Probablement parce que ce n’est pas bon pour le business. On le sait, de nombreuses études l’ont montré (y compris et surtout celles menées par Facebook à l’insu de notre plein gré), mettre les utilisateurs dans un état d’esprit « léger et joyeux » facilite et augmente le nombre d’interactions sur la plateforme et nous place dans des dispositions d’esprit susceptibles de nous faire davantage consommer et donc d’alimenter la régie publicitaire de la même plateforme.
 
Pourquoi est-ce si troublant et si grave ?
 
La disparition de la photo d’Aylan Kurdi de Facebook ne nous empêche pas de voir la réalité du drame des réfugiés. Même si la moitié de l’humanité connectée est présente sur Facebook, elle ne s’informe – heureusement – pas uniquement avec Facebook.

=== Vos tâches ===
A – Transcrivez fidèlement le passage de l’extrait qui va de « Probablement parce que » jusqu’à « la même plateforme. » inclus.
B – Traduisez en anglais, s’il vous plaît, cette phrase de l’extrait : « La disparition de la photo d’Aylan Kurdi de Facebook ne nous empêche pas de voir la réalité du drame des réfugiés. »

=== Enregistrements fournis ===

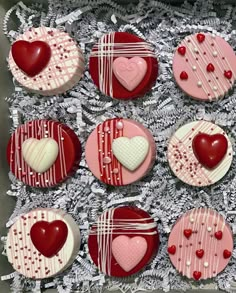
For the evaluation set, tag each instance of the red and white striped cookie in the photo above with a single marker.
(200, 153)
(120, 151)
(204, 66)
(43, 153)
(46, 61)
(123, 66)
(43, 243)
(200, 244)
(123, 241)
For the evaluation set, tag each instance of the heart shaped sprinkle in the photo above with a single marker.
(210, 67)
(183, 75)
(218, 235)
(172, 249)
(200, 253)
(200, 38)
(228, 74)
(227, 253)
(182, 50)
(188, 233)
(197, 275)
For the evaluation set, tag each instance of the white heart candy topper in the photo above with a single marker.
(41, 154)
(130, 152)
(129, 72)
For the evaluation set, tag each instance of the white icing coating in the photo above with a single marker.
(41, 154)
(130, 152)
(26, 259)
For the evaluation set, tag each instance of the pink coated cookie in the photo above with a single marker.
(200, 244)
(46, 61)
(204, 66)
(195, 153)
(120, 151)
(43, 243)
(123, 241)
(43, 153)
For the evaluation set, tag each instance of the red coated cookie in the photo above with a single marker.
(43, 243)
(123, 66)
(120, 151)
(204, 66)
(46, 61)
(200, 153)
(43, 153)
(200, 244)
(123, 241)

=== Réponses aux tâches ===
A –
Probablement parce que ce n’est pas bon pour le business. On le sait, de nombreuses études l’ont montré (y compris et surtout celles menées par Facebook à l’insu de notre plein gré), mettre les utilisateurs dans un état d’esprit « léger et joyeux » facilite et augmente le nombre d’interactions sur la plateforme et nous place dans des dispositions d’esprit susceptibles de nous faire davantage consommer et donc d’alimenter la régie publicitaire de la même plateforme.

B – The disappearance of Aylan Kurdi's photo from Facebook does not prevent us from seeing the reality of the refugee tragedy.